**完成下列任务**
1. Dr. Elephant 介绍中，诊断结果分为哪几个等级？请全部列出。
2. 根据 Dr. Elephant 介绍，Dr. Elephant 是由哪家公司在什么时间开源的？
3. 从“Dr. Elephant 由”开始，一直到“等都对应到一条规则。蓝色表示规则诊断通过，其他颜色表示有问题。 Dr.Elephant 将诊断结果做了分级，分别对应不同的颜色。”为止，请原样摘录 Dr. Elephant 介绍中的这段文字。

─── 提供的文本 ───

Dr. Elephant 介绍

0. 引言

Dr. Elephant 由 LinkedIn 于 2016 年 4 月份开源，是一个 Hadoop 和 Spark 的性能监控和调优工具。Dr. Elephant 能自动化收集所有指标，进行数据分析，并以简单易用的方式进行呈现。Dr. Elephant 的目标是提高开发人员的开发效率和增加集群任务调试的高效性。Dr. Elephant 支持对 Hadoop 和 Spark 任务进行可插拔式、配置化以及基于规则的启发式job性能分析，并且根据分析结果给出合适的建议来指导如何调优使任务更有效率。

1. 概览

下面是 Dr.Elephant 的界面展示。

Dashboard 按时间的由近到远展示出 Job 的诊断结果。下面的 Tab：Mapper Data Skew 等都对应到一条规则。蓝色表示规则诊断通过，其他颜色表示有问题。 Dr.Elephant 将诊断结果做了分级，分别对应不同的颜色。

NONE: 不需要优化
LOW: 有很小的优化空间
MODERATE: 有优化空间
SEVERE: 有更多的优化空间
CRITICAL: 很有问题，必须优化

Dr.Elephant 还提供了 job 的搜索和比较，界面如下图

针对单个 job 还可以看到 performance 的历史曲线图。

优化建议。

2. 系统架构

Dr. Elephant 的系统架构如下图。主要包括三个部分：

数据采集：数据源为 Job History
诊断和建议：内置诊断系统
存储和展示：MySQL 和 WebUI

3. 启发式算法

启发式算法也就是诊断规则，是 Dr.Elephant 的核心部分。工作流程如下：

获取数据
量化计算得到一个得分值
将分值与不同诊断等级阈值进行比较

下面简单介绍 Dr. Elephant 使用的规则：1~11 是 mapreduce job，剩下的是 spark 相关。

Mapper 数据倾斜

Mapper 作业中的数据可能会发生数据倾斜，这条规则就是用来检测是否发生数据倾斜。方法：将所有的 Mapper 分成两部分，然后比较这两部分的 task 数目以及其他一些相关的数据。具体的计算过程如下。

Let us define the following variables,

    deviation: the deviation in input bytes between two groups
    num_of_tasks: the number of map tasks
    file_size: the average input size of the larger group

    num_tasks_severity: List of severity thresholds for the number of tasks. e.g., num_tasks_severity = {10, 20, 50, 100}
    deviation_severity: List of severity threshold values for the deviation of input bytes between two groups. e.g., deviation_severity: {2, 4, 8, 16}
    files_severity: The severity threshold values for the fraction of HDFS block size. e.g. files_severity = { ⅛, ¼, ½, 1}

Let us define the following functions,

    func avg(x): returns the average of a list x
    func len(x): returns the length of a list x
    func min(x,y): returns minimum of x and y
    func getSeverity(x,y): Compares value x with severity threshold values in y and returns the severity.

We’ll compute two groups recursively based on average memory consumed by them. 

Let us call the two groups: group_1 and group_2

Without loss of generality, let us assume that,
    avg(group_1) > avg(group_2) and len(group_1)< len(group_2) then,

    deviation = avg(group_1) - avg(group_2) / min(avg(group_1)) - avg(group_2))

─── 数据集内容 ───

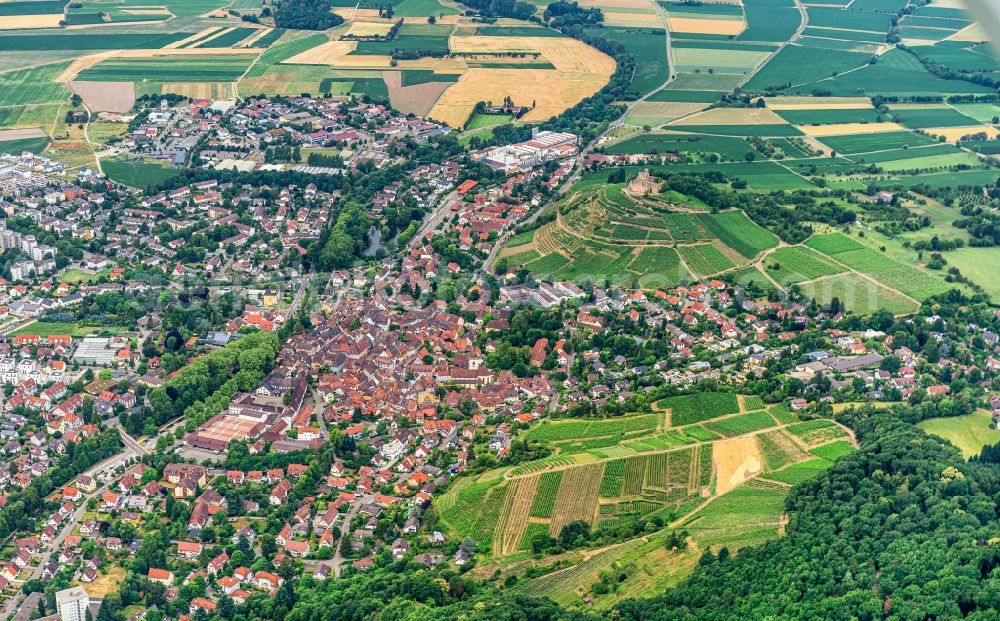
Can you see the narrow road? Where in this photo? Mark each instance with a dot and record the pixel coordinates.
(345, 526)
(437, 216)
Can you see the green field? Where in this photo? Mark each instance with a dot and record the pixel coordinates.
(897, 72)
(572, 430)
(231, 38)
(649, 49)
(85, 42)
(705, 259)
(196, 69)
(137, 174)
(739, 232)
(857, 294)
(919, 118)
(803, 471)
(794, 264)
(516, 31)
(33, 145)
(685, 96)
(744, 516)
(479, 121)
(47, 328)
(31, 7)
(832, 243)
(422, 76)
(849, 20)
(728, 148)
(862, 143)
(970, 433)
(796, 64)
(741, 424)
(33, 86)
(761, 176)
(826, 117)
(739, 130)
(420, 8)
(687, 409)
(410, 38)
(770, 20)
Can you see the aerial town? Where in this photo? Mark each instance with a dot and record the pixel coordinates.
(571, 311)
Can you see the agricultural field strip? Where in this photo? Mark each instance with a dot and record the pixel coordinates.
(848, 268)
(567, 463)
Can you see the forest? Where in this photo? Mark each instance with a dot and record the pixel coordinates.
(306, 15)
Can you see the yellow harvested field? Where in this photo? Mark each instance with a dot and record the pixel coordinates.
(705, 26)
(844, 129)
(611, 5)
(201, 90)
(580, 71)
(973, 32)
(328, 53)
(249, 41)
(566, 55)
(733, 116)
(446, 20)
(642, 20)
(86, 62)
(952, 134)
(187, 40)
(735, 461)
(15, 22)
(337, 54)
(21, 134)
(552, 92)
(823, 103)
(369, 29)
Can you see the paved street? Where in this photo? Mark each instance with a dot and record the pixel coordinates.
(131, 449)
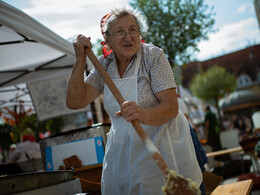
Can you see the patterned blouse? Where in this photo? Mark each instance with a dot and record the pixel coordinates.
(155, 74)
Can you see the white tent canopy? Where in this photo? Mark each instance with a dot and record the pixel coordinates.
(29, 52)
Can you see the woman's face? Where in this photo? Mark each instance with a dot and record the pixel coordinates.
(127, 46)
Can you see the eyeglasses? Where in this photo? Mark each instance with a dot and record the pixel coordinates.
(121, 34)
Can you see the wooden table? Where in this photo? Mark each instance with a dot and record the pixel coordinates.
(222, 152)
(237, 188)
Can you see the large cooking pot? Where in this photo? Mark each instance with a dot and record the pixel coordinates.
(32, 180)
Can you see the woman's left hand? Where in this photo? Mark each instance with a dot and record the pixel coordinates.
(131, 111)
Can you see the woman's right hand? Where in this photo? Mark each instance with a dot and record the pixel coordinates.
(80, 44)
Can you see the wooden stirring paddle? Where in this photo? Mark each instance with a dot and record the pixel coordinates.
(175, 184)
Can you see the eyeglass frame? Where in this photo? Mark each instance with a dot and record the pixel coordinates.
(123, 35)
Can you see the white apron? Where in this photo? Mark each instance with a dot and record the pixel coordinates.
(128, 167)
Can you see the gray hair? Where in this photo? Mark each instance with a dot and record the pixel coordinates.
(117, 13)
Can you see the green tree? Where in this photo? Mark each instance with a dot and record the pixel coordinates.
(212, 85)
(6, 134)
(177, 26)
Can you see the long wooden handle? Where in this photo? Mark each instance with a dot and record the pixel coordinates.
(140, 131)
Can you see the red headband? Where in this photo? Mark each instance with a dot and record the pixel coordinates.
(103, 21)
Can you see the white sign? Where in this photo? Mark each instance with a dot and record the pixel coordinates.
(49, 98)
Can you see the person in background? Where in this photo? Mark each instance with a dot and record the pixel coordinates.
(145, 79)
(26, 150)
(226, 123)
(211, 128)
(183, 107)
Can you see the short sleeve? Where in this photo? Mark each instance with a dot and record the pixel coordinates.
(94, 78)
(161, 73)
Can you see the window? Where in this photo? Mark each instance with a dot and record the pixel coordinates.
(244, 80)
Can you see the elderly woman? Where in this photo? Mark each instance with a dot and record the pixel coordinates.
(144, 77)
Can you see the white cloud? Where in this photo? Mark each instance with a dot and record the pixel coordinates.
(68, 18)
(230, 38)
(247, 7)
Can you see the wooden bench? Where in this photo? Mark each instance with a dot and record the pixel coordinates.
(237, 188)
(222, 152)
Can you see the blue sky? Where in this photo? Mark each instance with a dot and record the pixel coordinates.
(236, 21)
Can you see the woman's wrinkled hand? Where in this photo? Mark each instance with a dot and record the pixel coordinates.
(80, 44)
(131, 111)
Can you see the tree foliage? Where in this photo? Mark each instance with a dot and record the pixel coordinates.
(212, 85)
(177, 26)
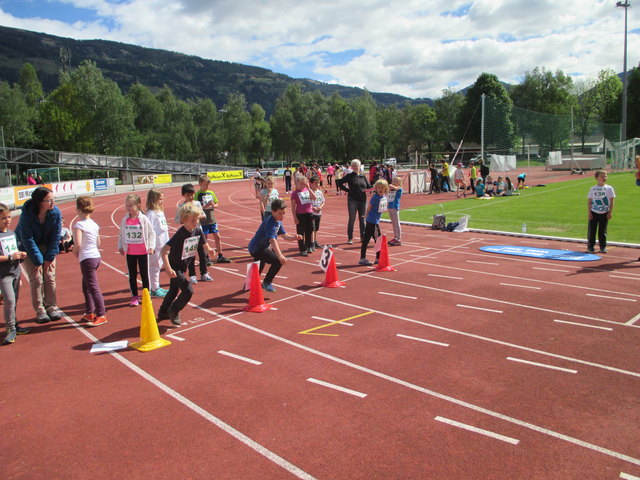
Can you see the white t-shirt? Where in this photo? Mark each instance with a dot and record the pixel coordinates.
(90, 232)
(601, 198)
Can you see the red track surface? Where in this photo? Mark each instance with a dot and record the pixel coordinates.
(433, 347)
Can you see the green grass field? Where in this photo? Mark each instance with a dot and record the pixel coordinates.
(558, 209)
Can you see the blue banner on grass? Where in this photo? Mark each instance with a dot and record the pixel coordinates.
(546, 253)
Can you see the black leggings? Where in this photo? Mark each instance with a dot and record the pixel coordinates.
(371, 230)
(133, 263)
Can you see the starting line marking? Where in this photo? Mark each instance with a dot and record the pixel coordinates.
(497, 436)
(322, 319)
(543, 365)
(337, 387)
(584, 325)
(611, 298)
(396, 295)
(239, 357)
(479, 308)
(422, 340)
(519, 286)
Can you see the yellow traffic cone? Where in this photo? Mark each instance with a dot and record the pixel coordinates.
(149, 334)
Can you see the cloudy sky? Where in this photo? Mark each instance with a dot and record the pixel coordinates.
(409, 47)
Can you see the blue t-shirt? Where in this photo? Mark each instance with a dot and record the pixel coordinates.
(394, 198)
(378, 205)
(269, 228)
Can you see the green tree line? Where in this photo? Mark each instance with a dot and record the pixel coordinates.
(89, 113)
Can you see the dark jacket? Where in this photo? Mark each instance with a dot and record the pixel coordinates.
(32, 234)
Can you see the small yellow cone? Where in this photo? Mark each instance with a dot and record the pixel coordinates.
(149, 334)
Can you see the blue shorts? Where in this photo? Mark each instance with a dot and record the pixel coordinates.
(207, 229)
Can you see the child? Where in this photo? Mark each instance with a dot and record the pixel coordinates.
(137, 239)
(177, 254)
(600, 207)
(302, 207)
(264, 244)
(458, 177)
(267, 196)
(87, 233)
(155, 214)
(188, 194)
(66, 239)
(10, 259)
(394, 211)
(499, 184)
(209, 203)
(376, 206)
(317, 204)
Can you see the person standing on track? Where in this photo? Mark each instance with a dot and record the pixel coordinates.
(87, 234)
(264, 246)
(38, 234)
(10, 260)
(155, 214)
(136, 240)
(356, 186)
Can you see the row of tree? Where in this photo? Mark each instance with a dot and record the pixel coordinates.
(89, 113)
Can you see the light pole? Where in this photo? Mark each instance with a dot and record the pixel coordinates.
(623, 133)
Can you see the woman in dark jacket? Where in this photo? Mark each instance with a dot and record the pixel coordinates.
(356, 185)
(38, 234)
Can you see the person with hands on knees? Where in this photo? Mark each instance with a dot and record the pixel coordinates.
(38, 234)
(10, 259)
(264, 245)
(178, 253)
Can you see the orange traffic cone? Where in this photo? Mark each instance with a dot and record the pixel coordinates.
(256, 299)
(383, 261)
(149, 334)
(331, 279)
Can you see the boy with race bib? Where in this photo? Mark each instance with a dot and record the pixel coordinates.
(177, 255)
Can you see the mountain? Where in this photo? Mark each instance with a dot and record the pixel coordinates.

───

**任务答案**
1. NONE、LOW、MODERATE、SEVERE、CRITICAL

2. 由 LinkedIn 于 2016 年 4 月份开源。

3.
Dr. Elephant 由 LinkedIn 于 2016 年 4 月份开源，是一个 Hadoop 和 Spark 的性能监控和调优工具。Dr. Elephant 能自动化收集所有指标，进行数据分析，并以简单易用的方式进行呈现。Dr. Elephant 的目标是提高开发人员的开发效率和增加集群任务调试的高效性。Dr. Elephant 支持对 Hadoop 和 Spark 任务进行可插拔式、配置化以及基于规则的启发式job性能分析，并且根据分析结果给出合适的建议来指导如何调优使任务更有效率。

1. 概览

下面是 Dr.Elephant 的界面展示。

Dashboard 按时间的由近到远展示出 Job 的诊断结果。下面的 Tab：Mapper Data Skew 等都对应到一条规则。蓝色表示规则诊断通过，其他颜色表示有问题。 Dr.Elephant 将诊断结果做了分级，分别对应不同的颜色。